## 待办事项
统计下面的数据中含有字符串“player”的行数，区分大小写，只写出这个数字。

## 数据记录
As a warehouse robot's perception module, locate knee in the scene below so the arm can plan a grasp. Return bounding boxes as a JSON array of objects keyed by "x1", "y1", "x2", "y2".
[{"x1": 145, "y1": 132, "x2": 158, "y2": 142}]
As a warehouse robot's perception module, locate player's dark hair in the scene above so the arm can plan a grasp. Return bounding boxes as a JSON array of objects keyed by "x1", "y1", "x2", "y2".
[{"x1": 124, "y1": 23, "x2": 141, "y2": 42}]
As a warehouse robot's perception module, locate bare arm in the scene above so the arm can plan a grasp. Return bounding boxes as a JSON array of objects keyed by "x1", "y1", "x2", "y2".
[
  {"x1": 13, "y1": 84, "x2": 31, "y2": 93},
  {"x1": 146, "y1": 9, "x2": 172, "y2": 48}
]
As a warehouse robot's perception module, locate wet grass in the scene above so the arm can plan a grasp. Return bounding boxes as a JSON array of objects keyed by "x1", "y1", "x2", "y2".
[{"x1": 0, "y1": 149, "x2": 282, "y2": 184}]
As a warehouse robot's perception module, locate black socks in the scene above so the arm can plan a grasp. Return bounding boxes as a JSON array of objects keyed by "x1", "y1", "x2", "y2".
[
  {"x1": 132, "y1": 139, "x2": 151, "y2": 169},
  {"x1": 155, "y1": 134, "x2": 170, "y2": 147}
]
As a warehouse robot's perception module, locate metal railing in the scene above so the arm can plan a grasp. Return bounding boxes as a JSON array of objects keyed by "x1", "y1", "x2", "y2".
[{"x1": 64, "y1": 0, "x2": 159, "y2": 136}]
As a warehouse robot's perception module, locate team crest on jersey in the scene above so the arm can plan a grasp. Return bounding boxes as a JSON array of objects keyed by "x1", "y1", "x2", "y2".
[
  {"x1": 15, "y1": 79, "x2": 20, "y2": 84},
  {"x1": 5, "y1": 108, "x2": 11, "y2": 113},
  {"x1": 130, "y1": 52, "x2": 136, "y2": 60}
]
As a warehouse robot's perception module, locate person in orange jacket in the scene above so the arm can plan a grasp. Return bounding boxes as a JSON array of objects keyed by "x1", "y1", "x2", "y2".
--
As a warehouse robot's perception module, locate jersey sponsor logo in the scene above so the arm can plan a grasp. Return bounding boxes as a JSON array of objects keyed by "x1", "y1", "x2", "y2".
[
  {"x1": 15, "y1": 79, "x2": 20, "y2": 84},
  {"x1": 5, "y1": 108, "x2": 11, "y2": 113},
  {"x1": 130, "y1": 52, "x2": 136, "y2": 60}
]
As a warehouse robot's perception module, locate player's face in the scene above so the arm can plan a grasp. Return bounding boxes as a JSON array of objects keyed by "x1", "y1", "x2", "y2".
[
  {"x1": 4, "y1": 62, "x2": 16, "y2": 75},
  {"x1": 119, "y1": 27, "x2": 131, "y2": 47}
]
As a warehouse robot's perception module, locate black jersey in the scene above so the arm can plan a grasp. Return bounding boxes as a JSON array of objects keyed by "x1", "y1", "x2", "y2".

## 回答
2